QUELLE >>
━━━━━━

Polen, GB, Frankreich 2018 (Zimna Wojna) Regie: Pawel Pawlikowski, mit Joanna Kulig, Tomasz Kot 88 Min. FSK ab 12

Heißer Oscar-Kandidat und Amour Fou auf Polnisch: Nach „Ida“ bringt der aus Polen stammende und in England ausgebildete Pawel Pawlikowski erneut ein stilistisches Meisterwerk auf die Leinwand. „Cold War“, die Geschichte seine Eltern ist eine sehr bewegte Liebe dies- und jenseits der Grenzen des Kalten Krieges.

Das Liebesdrama beginnt mit der aus „Gadjo Dilo“ und vielen anderen Filmen bekannten Suche nach authentischer Musik der Landbevölkerung. Was Wiktor (Tomasz Kot) kurz nach Kriegsende beim Vorsingen schließlich findet, ist eine bewegte Liebe. Der Dirigent wählt die blonde Schönheit Zula (Joanna Kulig) ins Ensemble, obwohl sie die Noten nicht immer trifft. Aber die polnische Volkstanztruppe wird ein Erfolg und ein Propaganda-Hit zu Ehren Stalins. Man stelle sich die Charme-Truppen aus Nordkorea bei der letzten Winter-Olympiade vor, nur mit besserer Musik. Wiktor und Zula werden auf der Tournee ein Paar, aber er will bei Auftritt Ostberlin mit ihr in den Westen. Sie versetzt ihn, vom eisigen Berlin führt der Schnitt zu heißen Rhythmen in einem Pariser Jazz-Keller.

━━━━━━

Polygon-Annotationen zu Fotos:
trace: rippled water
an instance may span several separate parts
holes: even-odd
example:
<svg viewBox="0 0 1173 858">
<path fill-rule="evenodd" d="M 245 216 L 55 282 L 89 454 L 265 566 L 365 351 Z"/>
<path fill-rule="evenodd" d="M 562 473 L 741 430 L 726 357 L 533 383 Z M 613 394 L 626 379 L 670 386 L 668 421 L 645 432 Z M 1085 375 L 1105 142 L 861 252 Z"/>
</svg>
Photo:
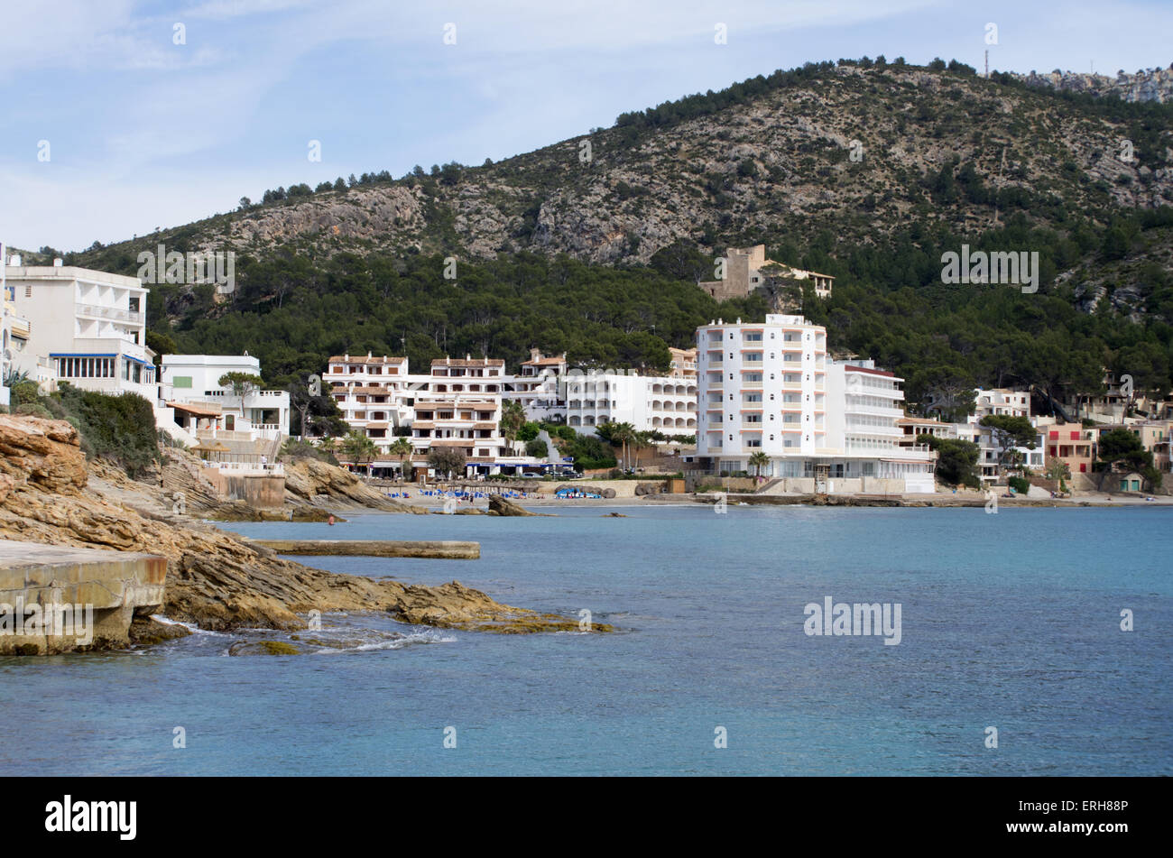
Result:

━━━━━━

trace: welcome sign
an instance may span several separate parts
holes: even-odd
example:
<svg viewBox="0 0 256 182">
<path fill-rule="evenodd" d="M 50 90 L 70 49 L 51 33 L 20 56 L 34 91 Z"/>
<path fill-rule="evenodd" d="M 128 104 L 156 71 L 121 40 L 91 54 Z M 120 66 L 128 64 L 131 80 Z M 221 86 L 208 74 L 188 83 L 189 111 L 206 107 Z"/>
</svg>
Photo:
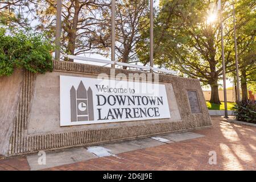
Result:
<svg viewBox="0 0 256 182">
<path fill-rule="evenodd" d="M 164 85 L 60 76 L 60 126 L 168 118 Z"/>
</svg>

━━━━━━

AUFGABEN >>
[1] Beantworten Sie anhand der Filmkritik zu „Cold War“:
(a) Wie viele Minuten dauert der Film?
(b) Welchen früheren Film von Pawel Pawlikowski nennt die Filmkritik?
(c) In welcher Stadt will Wiktor mit Zula in den Westen gehen?
[2] Nennen Sie bitte alle Länder, die in der ersten Zeile der Filmkritik vor der Jahreszahl stehen.
[3] Setzen Sie die Filmkritik zu „Cold War“ nach ihrem letzten Satz fort.

LÖSUNGEN >>
[1]
(a) 88 Minuten
(b) „Ida“
(c) Ostberlin

[2] Polen, GB, Frankreich

[3]
Der harte Bruch von hübsch aufpolierter Volksmusik zu Propaganda-Zwecken in Ost-Berlin zum Jazz in Paris wird nicht der einzige brüske Schnitt in dieser wahrlich wechselhaften Liebes-Geschichte bleiben. Dabei bleibt Regisseur Pawel Pawlikowski mit dem gleichen Team seiner Schwarz-Weiß-Ästhetik im 4:3-Format treu. Aber mit dem Paar ändert sich auch der Stil im klassischen Kader: Die Pariser Episoden könnten Nouvelle Vague sein, in Polen sieht man Tarkowskij-Stil und soll sich genau an diese Film-Epochen erinnern. Und man genießt erneut eine breite Palette von Musikstilen, das Titellied wird sogar durch Zeiten, Systeme und Stile konjugiert.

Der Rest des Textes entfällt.